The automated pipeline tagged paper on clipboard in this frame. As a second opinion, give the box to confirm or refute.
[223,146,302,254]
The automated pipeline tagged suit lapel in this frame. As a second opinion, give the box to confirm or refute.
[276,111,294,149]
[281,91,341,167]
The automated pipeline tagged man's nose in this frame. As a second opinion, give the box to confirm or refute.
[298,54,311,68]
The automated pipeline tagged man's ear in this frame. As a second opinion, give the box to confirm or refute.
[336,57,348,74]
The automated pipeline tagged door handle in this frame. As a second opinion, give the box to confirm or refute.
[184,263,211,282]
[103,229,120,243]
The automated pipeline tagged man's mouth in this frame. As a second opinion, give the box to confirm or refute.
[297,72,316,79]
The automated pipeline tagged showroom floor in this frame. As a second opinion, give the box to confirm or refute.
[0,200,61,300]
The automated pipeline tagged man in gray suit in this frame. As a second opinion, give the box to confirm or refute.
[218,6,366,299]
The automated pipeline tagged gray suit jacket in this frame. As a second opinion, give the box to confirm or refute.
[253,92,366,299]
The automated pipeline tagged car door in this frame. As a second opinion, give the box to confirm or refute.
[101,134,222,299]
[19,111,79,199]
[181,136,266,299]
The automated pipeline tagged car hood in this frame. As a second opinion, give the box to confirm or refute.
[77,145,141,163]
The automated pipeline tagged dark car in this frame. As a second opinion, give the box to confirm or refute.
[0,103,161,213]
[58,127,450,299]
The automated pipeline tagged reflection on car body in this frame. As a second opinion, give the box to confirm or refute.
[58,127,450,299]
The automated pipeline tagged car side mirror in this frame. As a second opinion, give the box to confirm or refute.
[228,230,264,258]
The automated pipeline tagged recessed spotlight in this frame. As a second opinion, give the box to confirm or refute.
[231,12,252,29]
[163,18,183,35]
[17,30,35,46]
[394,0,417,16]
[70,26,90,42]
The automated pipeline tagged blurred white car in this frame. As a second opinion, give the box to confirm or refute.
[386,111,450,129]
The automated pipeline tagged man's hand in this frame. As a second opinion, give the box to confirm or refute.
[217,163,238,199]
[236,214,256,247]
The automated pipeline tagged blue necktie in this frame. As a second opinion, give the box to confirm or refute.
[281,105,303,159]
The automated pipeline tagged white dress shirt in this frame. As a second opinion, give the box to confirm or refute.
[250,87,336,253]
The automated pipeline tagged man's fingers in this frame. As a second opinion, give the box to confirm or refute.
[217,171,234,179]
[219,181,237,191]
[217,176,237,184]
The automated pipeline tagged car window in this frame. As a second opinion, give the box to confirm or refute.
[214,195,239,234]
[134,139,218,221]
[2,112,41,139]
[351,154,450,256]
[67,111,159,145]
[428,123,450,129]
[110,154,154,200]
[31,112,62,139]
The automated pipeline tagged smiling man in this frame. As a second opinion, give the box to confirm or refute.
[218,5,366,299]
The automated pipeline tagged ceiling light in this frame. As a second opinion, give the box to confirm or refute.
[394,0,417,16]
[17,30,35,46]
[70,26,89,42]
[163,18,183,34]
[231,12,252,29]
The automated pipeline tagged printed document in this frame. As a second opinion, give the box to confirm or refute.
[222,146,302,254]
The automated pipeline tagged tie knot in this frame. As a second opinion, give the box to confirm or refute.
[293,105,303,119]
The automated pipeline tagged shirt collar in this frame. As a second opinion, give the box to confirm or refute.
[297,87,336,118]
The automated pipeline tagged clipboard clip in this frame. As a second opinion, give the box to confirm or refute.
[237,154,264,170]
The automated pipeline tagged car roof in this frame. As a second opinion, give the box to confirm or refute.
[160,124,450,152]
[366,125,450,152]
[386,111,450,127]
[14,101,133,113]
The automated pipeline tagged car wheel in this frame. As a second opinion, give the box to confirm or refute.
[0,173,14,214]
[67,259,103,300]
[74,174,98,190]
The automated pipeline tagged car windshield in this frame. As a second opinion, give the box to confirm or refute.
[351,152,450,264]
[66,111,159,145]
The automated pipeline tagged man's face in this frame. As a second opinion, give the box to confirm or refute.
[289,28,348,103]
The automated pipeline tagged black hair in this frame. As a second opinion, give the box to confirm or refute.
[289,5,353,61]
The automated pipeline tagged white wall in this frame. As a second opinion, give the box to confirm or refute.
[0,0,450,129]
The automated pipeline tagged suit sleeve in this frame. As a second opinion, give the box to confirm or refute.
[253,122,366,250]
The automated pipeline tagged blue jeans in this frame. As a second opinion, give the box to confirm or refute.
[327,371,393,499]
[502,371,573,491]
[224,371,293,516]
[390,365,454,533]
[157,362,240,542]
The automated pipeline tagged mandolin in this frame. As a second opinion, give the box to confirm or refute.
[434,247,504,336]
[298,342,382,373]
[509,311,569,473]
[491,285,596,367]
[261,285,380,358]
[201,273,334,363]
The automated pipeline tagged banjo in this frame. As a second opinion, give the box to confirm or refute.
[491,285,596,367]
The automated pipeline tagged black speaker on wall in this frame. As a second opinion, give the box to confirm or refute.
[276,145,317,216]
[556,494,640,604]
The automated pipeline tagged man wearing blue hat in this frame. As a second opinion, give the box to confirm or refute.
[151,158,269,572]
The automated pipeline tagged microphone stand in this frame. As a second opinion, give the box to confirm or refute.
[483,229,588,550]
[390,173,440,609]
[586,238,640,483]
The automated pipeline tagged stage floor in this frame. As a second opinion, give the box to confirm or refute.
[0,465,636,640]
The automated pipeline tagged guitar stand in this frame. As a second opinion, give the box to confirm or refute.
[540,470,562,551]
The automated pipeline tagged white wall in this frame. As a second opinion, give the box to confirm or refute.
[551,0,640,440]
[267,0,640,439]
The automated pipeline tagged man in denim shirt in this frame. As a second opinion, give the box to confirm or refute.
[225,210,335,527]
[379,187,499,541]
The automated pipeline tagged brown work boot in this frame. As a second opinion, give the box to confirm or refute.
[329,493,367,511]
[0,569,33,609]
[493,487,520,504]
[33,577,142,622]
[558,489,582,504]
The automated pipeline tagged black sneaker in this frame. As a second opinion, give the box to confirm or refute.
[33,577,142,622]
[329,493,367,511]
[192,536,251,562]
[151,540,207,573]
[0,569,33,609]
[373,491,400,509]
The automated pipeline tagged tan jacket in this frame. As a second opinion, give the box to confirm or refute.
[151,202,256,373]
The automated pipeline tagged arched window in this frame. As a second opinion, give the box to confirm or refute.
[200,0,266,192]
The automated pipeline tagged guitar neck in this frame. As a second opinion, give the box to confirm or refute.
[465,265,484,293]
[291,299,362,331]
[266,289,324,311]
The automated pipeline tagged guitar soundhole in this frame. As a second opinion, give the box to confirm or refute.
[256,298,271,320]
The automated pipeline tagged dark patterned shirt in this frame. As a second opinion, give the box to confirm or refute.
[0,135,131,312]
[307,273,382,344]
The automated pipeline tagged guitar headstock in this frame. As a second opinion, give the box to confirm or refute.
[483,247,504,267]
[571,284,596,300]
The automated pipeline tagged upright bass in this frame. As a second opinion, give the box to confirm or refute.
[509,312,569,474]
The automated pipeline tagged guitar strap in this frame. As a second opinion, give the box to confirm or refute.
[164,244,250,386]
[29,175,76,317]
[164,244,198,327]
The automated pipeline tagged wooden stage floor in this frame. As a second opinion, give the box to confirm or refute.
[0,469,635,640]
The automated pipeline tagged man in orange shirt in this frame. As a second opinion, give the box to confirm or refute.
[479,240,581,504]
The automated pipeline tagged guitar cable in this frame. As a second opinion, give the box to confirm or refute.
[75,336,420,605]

§ **Given instruction**:
Reproduce every line of the data above verbatim, from the first line to the last.

§ **Full output**:
The automated pipeline tagged paper on clipboard in this frame. As a second opinion, give the box to confirm or refute.
[223,146,302,254]
The automated pipeline tagged suit lapel in this frame. As a second opinion, give the box to confirm or refute.
[276,111,294,149]
[281,91,341,167]
The automated pipeline tagged man's nose in this frame. As a second opinion, give the box to confirm or refute.
[298,54,311,68]
The automated pipeline tagged man's ear in this frame. As a second opinion, give the box to confirm or refute.
[336,57,348,74]
The automated pipeline tagged door handle in this frame. As a second opinion, give the box to confirm or refute.
[184,263,211,282]
[103,229,120,243]
The automated pipeline tagged man's mouth in this frame. As a second opinion, give the box to confirm or refute.
[297,72,316,79]
The automated pipeline tagged showroom floor in this frame. As a second opinion, give the box to confirm or refute.
[0,200,61,300]
The automated pipeline tagged man in gray suit in this frame. As a second opinion, give the box to confirm or refute.
[218,6,366,299]
The automated pipeline tagged gray suit jacket in this frame. As a second opinion, give the box to confirm or refute.
[253,92,366,299]
The automated pipeline tagged car door in this frame. As a second opinion, give the box to confirm or refute.
[101,134,222,299]
[19,111,79,199]
[181,136,266,299]
The automated pipeline tagged car hood in this frame. As a second opinion, give the box to confirm or refute.
[77,145,141,163]
The automated pipeline tagged dark car in this frame. As a second opinion, give the box to confirm or refute.
[0,103,161,213]
[58,127,450,299]
The automated pipeline tagged reflection on car body in this frame. As a second opinion, give the box to confirm or refute.
[58,127,450,299]
The automated pipeline tagged car side mirror in this frame. As a second opinion, give the box to confirm or refute.
[228,230,264,258]
The automated pipeline tagged recessed spotlight in this frame. As a second opinion, give the box to confirm or refute.
[231,12,252,29]
[163,18,183,35]
[17,30,35,46]
[394,0,417,16]
[70,26,90,42]
The automated pipeline tagged blurred white car in this frame. As a second opinion, give the box to confirm or refute.
[386,111,450,129]
The automated pipeline tagged man's hand in this frame. As a second opinion, give the box to confirm or refute.
[217,163,238,199]
[236,214,256,247]
The automated pipeline tagged blue necktie in this frame. As a second opinion, give the box to confirm or refute.
[281,105,303,159]
The automated pipeline tagged white dress shirt in this frame. As a second opinion, give the box to confirm or refute.
[250,87,336,253]
The automated pipeline tagged man's fingers in this frame. As a second opinion, give the box to confirm or refute.
[217,171,234,179]
[219,181,237,191]
[217,176,237,184]
The automated pipeline tagged car window in this frame. As a second opinion, give the box to confirm or refute.
[214,195,239,234]
[134,139,218,221]
[2,112,41,139]
[351,154,450,256]
[67,111,159,145]
[428,123,450,129]
[110,154,154,200]
[31,112,62,139]
The automated pipeline tagged smiling man in this frame. As a second opinion, give the box to confirm or refute.
[218,5,366,299]
The automated pipeline tagged ceiling light in this frame. As a second opinion, give the box to confirm or refute.
[394,0,417,16]
[17,30,35,46]
[70,26,89,42]
[163,18,183,34]
[231,12,252,29]
The automated pipeline tagged printed document in this frame. As a second opinion, give the box to confirm or refute.
[222,146,302,254]
The automated pipeline tagged tie knot in this frame. As a second opinion, give the box to confirm or refute.
[293,105,303,119]
The automated pipeline tagged shirt collar in this frame. As a second opinion, give the box to confirm or refute.
[297,87,336,118]
The automated pipeline tagged clipboard clip in this frame. As a second opinion, give the box to confirm or refute.
[237,154,264,170]
The automated pipeline tagged car roof in this frame. As a second opinion, give the box to confirm or refute.
[160,124,450,152]
[366,125,450,152]
[386,111,450,127]
[14,101,133,113]
The automated pipeline tagged car wheel in this frame. As a second opinion, give the box to confirm or refute.
[0,173,14,214]
[67,259,103,300]
[74,174,98,190]
The automated pipeline tagged car windshield in this frame. As a second opinion, give the box to confirm or refute.
[351,152,450,264]
[66,111,159,145]
The automated pipeline tagged man's face in this frame. As a second opinion, give the box to confirm or refute.
[289,28,348,103]
The automated pipeline tagged black hair in this frame. As a second opinion, give the box to confirm or refute.
[289,5,353,61]
The automated pipeline tagged white wall in this frame. As a second opinion, give the box to confirm or refute.
[0,0,450,129]
The automated pipeline tagged suit sleeve in this frame. As a second opinion, give the box to confirm or refute.
[253,122,366,250]
The automated pipeline tagged blue jeans in this frame. As a second opinion, give the box to confirm or refute.
[327,371,393,499]
[502,371,573,491]
[224,371,293,516]
[390,365,454,533]
[157,362,240,542]
The automated pipeline tagged mandolin in this frame. As a second opinion, give the box to confirm or refute.
[434,247,504,336]
[298,342,382,373]
[509,311,569,473]
[491,285,596,367]
[261,285,380,358]
[201,273,334,363]
The automated pipeline tagged banjo in this frame. As a second opinion, give the box to confirm or refute.
[491,285,596,367]
The automated pipeline tagged black speaker on wall in this frame. As a second opinion, give the box to confirm or refute.
[276,145,317,216]
[556,494,640,604]
The automated pipeline tagged man wearing blue hat in this frame. As a second opinion, give the box to confirm or refute.
[151,158,269,572]
The automated pipeline tagged microphone stand in this frame. As a second opinion, give the box to confirm or refute.
[483,229,588,550]
[390,173,440,609]
[586,238,640,483]
The automated pipeline tagged stage floor in this frame. As a second opinion, give the box to confirm or refute.
[0,465,636,640]
The automated pipeline tagged guitar stand in this frame. As a second opinion, give the box to confirm or refute.
[540,470,562,551]
The automated pipeline tagged white wall in this frame. As a second opinion, give the box to confirm or refute.
[551,0,640,440]
[267,0,640,439]
The automated pipeline tagged man in denim shirt in this frame. As a second opinion, give the box to confirm or refute.
[225,210,335,527]
[379,187,499,541]
The automated pipeline tagged brown work boot in this frame. As a second opinion, give the box to confirm or refute.
[329,493,367,511]
[0,569,33,609]
[493,487,520,504]
[33,577,142,622]
[558,489,582,504]
The automated pipeline tagged black sneaker in this frame. As a second opinion, give the box to confirm or refute.
[33,577,142,622]
[329,493,367,511]
[192,536,251,562]
[151,540,207,573]
[0,569,33,609]
[373,491,400,509]
The automated pipeline tagged tan jacket in this frame. As a second opinion, give the box to confirm or refute.
[151,202,256,373]
The automated pipeline tagged arched window in this frame. As a second opinion, give the box to confirm or refute.
[200,0,266,192]
The automated pipeline tagged guitar neck in this frame. As a second opinion, give the box to confirm or refute.
[465,265,484,293]
[291,299,362,331]
[266,289,324,311]
The automated pipeline tagged guitar soundhole in this frame. As a second opinion, give the box to confirm or refute.
[256,298,271,320]
The automated pipeline tagged dark patterned shirt in this frame. As a second opinion, give the box to confirm or refute.
[0,135,131,312]
[307,273,382,344]
The automated pipeline tagged guitar headstock in this frame. As a second opinion, give the box to confirm or refute.
[483,247,504,267]
[571,284,596,300]
The automated pipeline tagged upright bass in this frame. As a second opinion, give the box to confirm or refute.
[509,312,569,474]
The automated pipeline tagged guitar strap in this frame. As a second opinion, give the box to confirm or refute.
[164,244,250,386]
[29,175,76,317]
[164,244,198,327]
The automated pipeline tagged wooden stage floor in this frame. As a second opinion, give the box to confirm or refute.
[0,469,635,640]
The automated pipeline tagged man in orange shirt in this frame. As a second opinion, give the box to confirm or refute.
[479,240,581,504]
The automated pipeline tagged guitar cable in this frame. As a second opinion, give the box to confirm or refute.
[75,336,420,605]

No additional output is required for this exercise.